* Document segment *
============================================================
N is the number of dimensions to expand the image by column. σX and σY are the corresponding variance, defined as follows:

$$ {\sigma}_X={\left(\frac{1}{N-1}\sum \limits_{i=1}^N{\left(X(i)-{\mu}_X\right)}^2\right)}^{\frac{1}{2}} $$
$$ {\sigma}_Y={\left(\frac{1}{N-1}\sum \limits_{i=1}^N{\left(Y(i)-{\mu}_Y\right)}^2\right)}^{\frac{1}{2}} $$

σXY is the covariance, which is defined as:

$$ {\sigma}_{XY}=\frac{1}{N-1}\sum \limits_{i=1}^N\left(X(i)-{\mu}_X\right)\left(Y(i)-{\mu}_Y\right) $$

C1 and C2 are normal number whose denominator is not zero. The value of SSIM ranges from 0 to 1. The closer the value is to 1, the more similar the two images are, and the better the reconstruction result is.
============================================================
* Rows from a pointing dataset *
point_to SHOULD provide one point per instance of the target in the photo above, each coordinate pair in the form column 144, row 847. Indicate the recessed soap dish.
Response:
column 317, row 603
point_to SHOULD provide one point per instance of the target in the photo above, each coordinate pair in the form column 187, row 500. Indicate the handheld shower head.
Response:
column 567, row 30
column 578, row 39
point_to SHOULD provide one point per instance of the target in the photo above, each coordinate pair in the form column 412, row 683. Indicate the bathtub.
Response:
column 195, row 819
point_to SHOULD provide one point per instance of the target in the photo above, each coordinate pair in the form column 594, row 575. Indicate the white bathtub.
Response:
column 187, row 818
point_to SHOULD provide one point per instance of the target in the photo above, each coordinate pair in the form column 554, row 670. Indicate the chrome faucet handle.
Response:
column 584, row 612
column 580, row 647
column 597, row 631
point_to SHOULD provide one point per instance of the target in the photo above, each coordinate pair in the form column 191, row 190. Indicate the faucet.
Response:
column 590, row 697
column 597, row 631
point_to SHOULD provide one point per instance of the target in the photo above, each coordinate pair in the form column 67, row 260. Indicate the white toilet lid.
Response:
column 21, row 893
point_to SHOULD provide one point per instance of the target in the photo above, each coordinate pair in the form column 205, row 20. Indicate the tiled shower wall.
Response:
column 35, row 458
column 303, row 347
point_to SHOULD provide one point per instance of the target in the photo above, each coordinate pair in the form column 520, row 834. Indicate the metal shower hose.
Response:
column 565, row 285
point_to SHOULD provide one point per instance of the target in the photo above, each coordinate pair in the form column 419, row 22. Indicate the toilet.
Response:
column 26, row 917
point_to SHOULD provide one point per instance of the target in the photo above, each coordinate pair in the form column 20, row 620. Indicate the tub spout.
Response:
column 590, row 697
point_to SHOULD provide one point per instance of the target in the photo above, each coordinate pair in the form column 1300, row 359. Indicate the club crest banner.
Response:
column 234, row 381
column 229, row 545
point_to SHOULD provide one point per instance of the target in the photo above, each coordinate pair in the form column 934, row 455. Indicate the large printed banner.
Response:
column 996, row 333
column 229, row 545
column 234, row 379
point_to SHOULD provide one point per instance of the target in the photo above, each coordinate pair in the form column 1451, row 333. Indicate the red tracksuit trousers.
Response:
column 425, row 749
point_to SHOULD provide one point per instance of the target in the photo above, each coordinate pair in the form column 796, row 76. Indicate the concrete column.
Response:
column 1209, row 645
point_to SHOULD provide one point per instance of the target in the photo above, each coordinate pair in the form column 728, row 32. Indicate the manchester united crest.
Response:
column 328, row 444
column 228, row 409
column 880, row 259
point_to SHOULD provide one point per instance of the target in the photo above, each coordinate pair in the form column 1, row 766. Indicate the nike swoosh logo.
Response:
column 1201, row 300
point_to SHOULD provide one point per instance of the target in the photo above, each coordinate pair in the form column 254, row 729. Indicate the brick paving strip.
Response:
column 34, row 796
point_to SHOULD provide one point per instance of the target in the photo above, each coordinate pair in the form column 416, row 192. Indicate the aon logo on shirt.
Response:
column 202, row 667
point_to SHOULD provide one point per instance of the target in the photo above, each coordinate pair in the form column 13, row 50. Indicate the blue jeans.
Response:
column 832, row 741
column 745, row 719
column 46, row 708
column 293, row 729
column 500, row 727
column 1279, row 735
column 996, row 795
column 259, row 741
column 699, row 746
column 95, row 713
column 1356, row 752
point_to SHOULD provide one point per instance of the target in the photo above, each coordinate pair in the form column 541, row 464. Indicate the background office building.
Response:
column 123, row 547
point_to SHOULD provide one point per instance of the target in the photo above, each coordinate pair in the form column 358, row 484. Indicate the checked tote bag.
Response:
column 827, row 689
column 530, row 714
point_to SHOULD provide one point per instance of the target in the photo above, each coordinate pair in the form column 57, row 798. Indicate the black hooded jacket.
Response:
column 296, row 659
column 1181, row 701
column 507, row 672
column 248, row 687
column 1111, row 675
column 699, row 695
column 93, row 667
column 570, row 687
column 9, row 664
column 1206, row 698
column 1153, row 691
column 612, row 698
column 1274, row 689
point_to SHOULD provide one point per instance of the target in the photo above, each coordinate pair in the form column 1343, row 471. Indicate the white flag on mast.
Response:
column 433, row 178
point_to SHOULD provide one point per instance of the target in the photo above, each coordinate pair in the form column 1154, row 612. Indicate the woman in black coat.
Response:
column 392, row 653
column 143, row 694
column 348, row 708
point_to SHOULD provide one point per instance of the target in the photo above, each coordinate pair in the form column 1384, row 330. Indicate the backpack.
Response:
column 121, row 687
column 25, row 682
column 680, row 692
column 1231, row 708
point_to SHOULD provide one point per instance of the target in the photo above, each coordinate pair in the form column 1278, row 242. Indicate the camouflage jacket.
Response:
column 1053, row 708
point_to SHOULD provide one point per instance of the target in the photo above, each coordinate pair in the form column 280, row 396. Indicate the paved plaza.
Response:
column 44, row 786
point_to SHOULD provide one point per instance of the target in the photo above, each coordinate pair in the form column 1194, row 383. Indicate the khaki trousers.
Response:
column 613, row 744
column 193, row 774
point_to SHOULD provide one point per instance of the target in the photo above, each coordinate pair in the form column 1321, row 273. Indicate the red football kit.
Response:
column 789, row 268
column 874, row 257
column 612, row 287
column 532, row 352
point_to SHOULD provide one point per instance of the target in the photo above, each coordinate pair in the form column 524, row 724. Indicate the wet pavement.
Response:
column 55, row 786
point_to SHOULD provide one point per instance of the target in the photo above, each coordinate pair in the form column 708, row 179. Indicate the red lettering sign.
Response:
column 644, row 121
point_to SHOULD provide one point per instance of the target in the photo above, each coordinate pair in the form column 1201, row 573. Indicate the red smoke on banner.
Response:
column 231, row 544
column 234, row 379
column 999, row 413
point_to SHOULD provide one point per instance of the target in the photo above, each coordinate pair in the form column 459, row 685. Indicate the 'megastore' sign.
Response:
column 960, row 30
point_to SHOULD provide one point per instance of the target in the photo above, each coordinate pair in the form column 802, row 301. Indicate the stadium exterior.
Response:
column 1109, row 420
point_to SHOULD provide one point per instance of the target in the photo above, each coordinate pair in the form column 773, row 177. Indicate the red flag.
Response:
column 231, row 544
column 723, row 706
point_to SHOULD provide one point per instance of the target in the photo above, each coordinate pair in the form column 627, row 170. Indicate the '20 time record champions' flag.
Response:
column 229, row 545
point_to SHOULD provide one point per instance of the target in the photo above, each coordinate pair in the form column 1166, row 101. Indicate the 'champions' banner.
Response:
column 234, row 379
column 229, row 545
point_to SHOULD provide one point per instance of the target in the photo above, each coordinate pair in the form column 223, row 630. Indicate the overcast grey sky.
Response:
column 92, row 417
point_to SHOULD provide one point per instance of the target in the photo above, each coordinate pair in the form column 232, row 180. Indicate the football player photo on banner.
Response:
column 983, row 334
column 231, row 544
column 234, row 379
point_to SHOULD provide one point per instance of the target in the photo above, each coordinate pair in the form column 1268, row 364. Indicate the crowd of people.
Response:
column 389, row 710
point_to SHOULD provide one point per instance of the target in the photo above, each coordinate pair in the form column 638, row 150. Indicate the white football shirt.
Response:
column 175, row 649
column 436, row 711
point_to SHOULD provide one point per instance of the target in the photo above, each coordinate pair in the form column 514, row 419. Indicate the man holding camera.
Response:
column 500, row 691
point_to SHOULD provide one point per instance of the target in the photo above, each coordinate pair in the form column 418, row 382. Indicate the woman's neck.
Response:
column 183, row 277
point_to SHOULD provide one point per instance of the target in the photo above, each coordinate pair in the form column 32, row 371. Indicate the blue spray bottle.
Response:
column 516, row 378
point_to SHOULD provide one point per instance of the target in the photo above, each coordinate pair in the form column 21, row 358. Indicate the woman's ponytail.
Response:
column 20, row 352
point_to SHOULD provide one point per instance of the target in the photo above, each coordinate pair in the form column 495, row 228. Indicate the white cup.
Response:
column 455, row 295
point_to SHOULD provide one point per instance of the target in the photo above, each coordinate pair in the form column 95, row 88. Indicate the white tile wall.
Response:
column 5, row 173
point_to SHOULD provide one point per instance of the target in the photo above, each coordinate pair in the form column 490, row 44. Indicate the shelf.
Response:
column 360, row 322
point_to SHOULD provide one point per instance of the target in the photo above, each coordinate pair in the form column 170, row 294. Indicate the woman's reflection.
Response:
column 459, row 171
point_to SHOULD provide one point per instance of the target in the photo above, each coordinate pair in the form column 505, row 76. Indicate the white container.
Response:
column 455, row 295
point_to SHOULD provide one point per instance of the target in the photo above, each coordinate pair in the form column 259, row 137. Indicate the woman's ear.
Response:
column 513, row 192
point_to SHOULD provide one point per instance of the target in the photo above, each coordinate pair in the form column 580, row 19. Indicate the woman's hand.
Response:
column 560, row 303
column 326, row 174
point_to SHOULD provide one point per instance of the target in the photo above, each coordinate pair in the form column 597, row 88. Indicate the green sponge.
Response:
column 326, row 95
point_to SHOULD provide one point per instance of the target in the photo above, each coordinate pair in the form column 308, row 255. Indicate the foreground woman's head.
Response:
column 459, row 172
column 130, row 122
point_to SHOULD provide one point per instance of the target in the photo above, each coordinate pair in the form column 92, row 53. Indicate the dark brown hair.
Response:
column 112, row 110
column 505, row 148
============================================================
* Problem details *
According to the SSIM passage, what range of values does SSIM take? These records were taken from a separate source.

* Reply *
From 0 to 1.